_OBJECTIVE_
Copy every line of the records below word for word, keeping the original order and line breaks.

_DATA FOR THE TASK_

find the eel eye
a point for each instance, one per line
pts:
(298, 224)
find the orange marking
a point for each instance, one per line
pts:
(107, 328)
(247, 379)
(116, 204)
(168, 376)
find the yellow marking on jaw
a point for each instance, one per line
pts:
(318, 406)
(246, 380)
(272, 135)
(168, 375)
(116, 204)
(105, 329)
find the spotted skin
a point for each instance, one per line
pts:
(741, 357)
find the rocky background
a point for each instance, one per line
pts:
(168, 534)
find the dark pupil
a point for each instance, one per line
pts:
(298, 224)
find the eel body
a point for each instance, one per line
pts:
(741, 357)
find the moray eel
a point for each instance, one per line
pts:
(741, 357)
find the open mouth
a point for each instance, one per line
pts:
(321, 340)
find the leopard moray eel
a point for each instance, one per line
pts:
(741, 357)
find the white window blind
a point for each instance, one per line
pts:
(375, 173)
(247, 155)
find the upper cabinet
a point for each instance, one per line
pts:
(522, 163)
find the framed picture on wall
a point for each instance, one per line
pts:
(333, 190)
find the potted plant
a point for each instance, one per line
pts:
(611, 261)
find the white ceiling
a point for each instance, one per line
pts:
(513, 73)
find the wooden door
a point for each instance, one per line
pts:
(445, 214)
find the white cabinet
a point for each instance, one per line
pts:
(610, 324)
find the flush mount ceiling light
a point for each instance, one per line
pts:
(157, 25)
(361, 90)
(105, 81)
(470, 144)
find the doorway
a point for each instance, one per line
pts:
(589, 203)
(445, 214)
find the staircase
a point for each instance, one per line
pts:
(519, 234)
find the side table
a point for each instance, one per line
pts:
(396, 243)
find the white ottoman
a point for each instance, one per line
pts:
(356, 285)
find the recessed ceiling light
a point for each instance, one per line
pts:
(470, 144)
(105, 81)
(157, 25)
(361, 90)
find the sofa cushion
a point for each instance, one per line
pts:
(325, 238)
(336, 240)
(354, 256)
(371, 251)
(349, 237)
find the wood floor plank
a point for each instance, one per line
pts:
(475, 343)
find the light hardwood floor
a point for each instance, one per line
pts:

_WRITTEN ANSWER_
find the eel eye
a point for each instance, one per line
pts:
(298, 224)
find the orange marking
a point for each instance, one per line
pts:
(107, 328)
(247, 379)
(116, 204)
(168, 376)
find the yellow marking on jaw
a point for each instance, one per line
pts:
(318, 406)
(246, 380)
(272, 135)
(168, 375)
(116, 204)
(105, 329)
find the spotted skin
a point for each instance, one per line
pts:
(741, 357)
find the rocky background
a point for each instance, one per line
pts:
(168, 534)
find the dark pupil
a point for each instance, one per line
pts:
(298, 224)
find the eel body
a point for each instance, one per line
pts:
(741, 357)
find the moray eel
a point for each instance, one per line
pts:
(741, 357)
find the open mouth
a point for each instance, one per line
pts:
(321, 340)
find the leopard moray eel
a point for each instance, one per line
pts:
(741, 357)
find the white window blind
a point for each instance, one per line
pts:
(375, 173)
(247, 155)
find the upper cabinet
a point for each instance, one per line
pts:
(522, 163)
find the framed picture on wall
a point for each instance, one per line
pts:
(333, 190)
find the potted plant
a point for each instance, one per line
pts:
(611, 261)
find the white ceiling
a point for each instance, one per line
pts:
(513, 73)
find the wooden door
a point for each instance, one per line
pts:
(445, 214)
find the white cabinet
a point for each instance, one per line
pts:
(610, 324)
find the flush mount ceiling light
a point for each instance, one per line
pts:
(157, 25)
(361, 90)
(105, 81)
(470, 144)
find the doorway
a point for each instance, one per line
pts:
(589, 203)
(445, 214)
find the staircase
a point for each instance, one per line
pts:
(519, 234)
find the side table
a point for each instance, one per line
pts:
(396, 243)
find the white ottoman
a point for each instance, one per line
pts:
(356, 285)
find the recessed ceiling light
a point for each instance, one per line
pts:
(470, 144)
(105, 81)
(157, 25)
(361, 90)
find the sofa cushion
a point for each instance, one per line
pts:
(325, 238)
(336, 240)
(354, 256)
(371, 251)
(349, 237)
find the wood floor plank
a point for each instance, one per line
pts:
(475, 343)
find the light hardwood floor
a point for each instance, one per line
pts:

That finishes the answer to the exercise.